PAGE EXTRACT:
(begin)

# Equation of circle and diameter of hyperbola.

#### arze

$$\displaystyle A(x_1, y_1)$$ and $$\displaystyle B(x_2, y_2)$$ are the ends of the diameter of a circle. Show that the equation of the circle is:
$$\displaystyle (x-x_1)(x-x_2)+(y-y_1)(y-y_2)=1$$.
If A and B are also points on the hyperbola $$\displaystyle xy=c^2$$ and the circle on AB as diameter cuts the hyperbola again at C and D, prove that CD is a diameter of the hyperbola.

I can't prove the first part. I got:
$$\displaystyle (x-x_1)(x-x_2)+(y-y_1)(y-y_2)=0$$, instead of the given equation. I found this from the midpoint of AB and half the length of AB.
Thanks!

#### Soroban

MHF Hall of Honor
Hello, arze!

There is a typo in the problem . . .

(end)

RECORDS PROVIDED:
(begin)

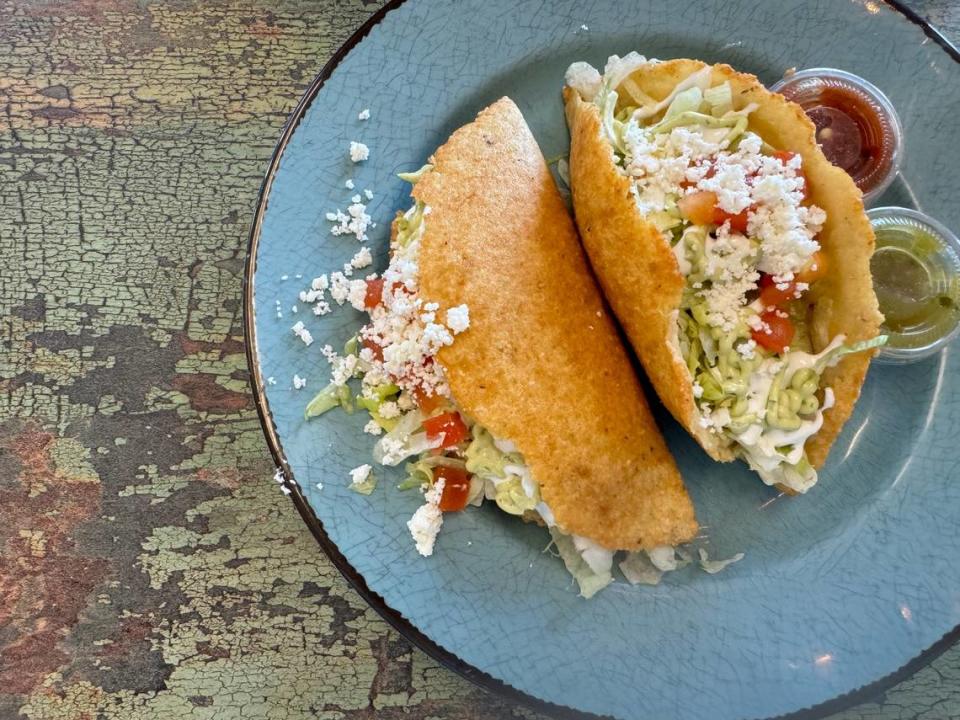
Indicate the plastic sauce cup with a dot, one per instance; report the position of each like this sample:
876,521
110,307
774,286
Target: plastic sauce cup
857,126
916,276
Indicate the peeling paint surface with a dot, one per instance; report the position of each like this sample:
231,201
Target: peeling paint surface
149,566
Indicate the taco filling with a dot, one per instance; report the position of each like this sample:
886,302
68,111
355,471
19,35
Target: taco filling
735,211
450,458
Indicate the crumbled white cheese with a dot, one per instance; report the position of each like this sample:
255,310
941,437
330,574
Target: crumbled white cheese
357,294
353,222
585,79
301,332
427,520
339,287
358,151
458,319
362,259
389,410
360,474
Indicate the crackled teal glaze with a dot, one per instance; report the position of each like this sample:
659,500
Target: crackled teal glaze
838,589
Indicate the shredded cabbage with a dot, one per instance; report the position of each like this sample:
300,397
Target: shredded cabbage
591,575
366,486
414,177
719,98
638,569
330,397
715,566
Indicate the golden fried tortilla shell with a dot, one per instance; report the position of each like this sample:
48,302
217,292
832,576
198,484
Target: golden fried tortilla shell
640,275
541,364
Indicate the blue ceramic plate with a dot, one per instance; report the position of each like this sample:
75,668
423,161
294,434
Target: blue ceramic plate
839,589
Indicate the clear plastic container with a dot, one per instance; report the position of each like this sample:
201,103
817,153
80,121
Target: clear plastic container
857,126
916,275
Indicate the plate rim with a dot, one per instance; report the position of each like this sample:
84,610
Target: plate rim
395,619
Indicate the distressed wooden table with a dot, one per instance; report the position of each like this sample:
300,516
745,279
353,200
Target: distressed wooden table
150,568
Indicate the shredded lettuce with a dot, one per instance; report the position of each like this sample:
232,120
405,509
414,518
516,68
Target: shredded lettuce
414,177
365,487
591,577
687,101
330,397
411,225
719,98
484,458
715,566
832,356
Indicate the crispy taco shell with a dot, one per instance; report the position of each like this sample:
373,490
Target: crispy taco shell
541,364
642,281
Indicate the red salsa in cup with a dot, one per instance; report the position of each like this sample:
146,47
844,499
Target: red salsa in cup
857,127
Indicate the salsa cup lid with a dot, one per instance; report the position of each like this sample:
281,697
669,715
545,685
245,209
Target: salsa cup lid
922,255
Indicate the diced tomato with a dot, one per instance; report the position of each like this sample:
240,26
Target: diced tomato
448,427
771,295
784,156
373,347
698,207
374,294
738,222
780,332
428,402
815,269
456,487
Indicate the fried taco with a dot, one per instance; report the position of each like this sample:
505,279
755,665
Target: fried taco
492,366
736,257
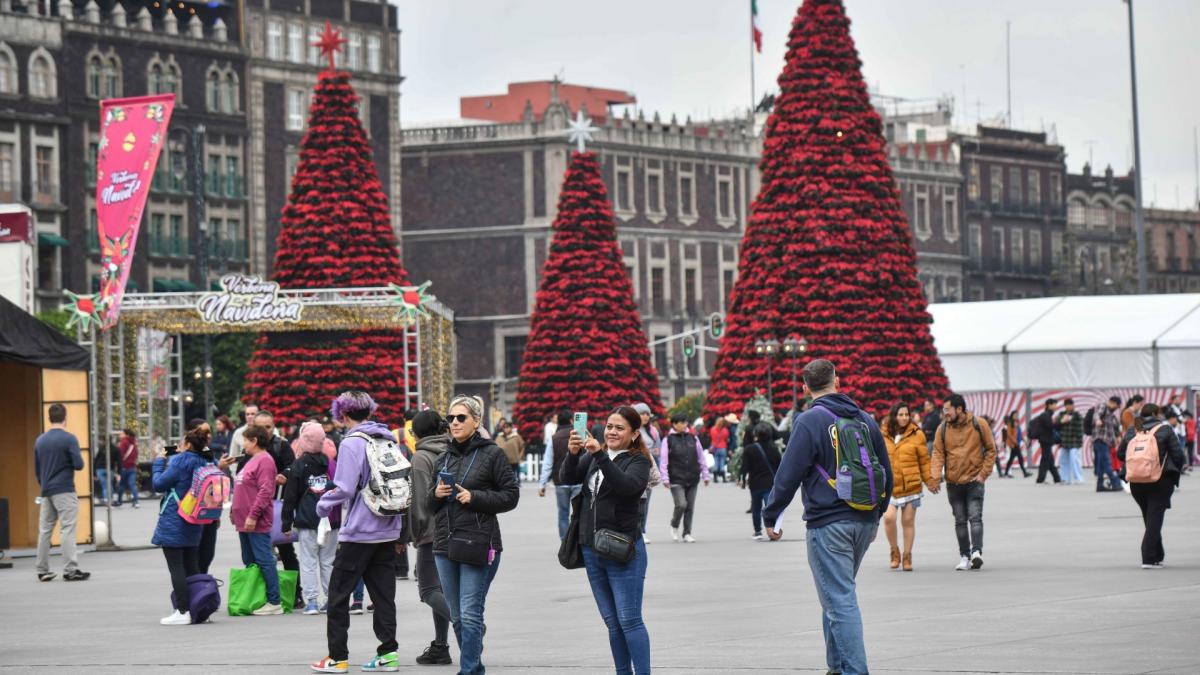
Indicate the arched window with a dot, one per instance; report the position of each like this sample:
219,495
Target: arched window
213,90
95,65
7,70
232,93
42,82
111,81
154,78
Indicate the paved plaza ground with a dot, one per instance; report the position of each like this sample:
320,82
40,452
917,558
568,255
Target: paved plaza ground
1061,591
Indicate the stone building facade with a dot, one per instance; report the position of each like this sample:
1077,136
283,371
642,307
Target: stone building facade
1098,250
478,205
57,61
1015,213
283,66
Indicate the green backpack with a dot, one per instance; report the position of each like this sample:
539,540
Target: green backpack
861,479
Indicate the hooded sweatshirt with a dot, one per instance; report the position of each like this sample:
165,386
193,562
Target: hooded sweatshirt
360,525
809,446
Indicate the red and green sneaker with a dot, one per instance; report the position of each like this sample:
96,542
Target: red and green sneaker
383,663
329,665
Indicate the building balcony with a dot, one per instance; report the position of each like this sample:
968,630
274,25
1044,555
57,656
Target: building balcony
167,181
173,246
228,249
10,191
45,195
226,185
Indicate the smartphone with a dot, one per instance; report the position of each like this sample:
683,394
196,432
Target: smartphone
449,479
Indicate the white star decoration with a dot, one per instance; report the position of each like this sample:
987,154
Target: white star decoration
580,130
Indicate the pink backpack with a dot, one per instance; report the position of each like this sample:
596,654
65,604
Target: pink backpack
1143,464
204,501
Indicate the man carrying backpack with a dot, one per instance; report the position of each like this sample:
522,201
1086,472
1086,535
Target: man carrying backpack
365,541
1043,429
964,449
839,531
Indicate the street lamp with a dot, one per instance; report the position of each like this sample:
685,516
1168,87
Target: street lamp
768,348
795,347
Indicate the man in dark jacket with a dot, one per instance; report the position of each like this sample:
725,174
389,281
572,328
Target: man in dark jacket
1042,429
57,458
551,464
930,419
838,536
683,463
760,461
283,455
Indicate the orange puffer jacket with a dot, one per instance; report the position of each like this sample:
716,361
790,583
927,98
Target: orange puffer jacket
910,460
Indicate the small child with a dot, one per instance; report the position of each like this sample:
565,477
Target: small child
310,477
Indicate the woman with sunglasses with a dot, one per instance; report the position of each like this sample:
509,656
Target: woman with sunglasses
474,483
615,475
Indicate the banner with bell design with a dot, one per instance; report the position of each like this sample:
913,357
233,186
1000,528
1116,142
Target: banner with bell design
132,132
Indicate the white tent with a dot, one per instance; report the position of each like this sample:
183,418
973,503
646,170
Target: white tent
1069,342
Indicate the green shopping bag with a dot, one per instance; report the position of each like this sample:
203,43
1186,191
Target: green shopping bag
247,590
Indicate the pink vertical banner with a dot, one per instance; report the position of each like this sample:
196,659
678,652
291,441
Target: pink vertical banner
131,136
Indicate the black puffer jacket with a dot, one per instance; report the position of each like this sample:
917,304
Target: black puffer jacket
492,485
621,491
1169,449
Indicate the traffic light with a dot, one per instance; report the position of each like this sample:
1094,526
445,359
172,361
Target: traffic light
689,346
715,326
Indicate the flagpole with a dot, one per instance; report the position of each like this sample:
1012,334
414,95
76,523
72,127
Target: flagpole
753,102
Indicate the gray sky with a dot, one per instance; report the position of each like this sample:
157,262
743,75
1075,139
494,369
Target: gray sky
1069,63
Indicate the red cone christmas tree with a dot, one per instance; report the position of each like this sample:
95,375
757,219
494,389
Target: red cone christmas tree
335,232
586,348
827,254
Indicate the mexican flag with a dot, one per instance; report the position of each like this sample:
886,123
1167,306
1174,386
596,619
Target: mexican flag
755,28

(end)

GIVEN INSTRUCTION 1: Which lines in the listing contain the string "orange"? List each of those lines in full.
GIVEN INSTRUCTION 2: Can you continue the forum thread on the circle and hyperbola equations, starting after its last line?

EXERCISE RESPONSE 1:
Indicate the orange puffer jacket with a dot, one per instance; report the position of each like this sample:
Target: orange puffer jacket

EXERCISE RESPONSE 2:
$$\displaystyle A(h_1, k_1)$$ and $$\displaystyle B(h_2, k_2)$$ are the ends of the diameter of a circle.

Show that the equation of the circle is: .$$\displaystyle (x-h_1)(x-h_2)+(y-k_1)(y-k_2)\;=\;{\color{red}0}$$
The center of the circle is: .$$\displaystyle \left(\frac{h_1+h_2}{2},\:\frac{k_1+k_2}{2}\right)$$

The diameter is: .$$\displaystyle AB \:=\:\sqrt{(h_2-h_1)^2 + (k_2-k_1)^2}$$

The radius is: .$$\displaystyle r \;=\;\frac{1}{2}\sqrt{(h_2-h_1)^2 + (k_2-k_1)^2}$$

The equation of the circle is: .$$\displaystyle \left(x - \frac{h_1+h_2}{2}\right)^2 + \left(y - \frac{k_1+k_2}{2}\right)^2 \;=\;\frac{(h_2-h_1)^2 + (k_2-k_1)^2}{4}$$

And the rest is "just Algebra" . . .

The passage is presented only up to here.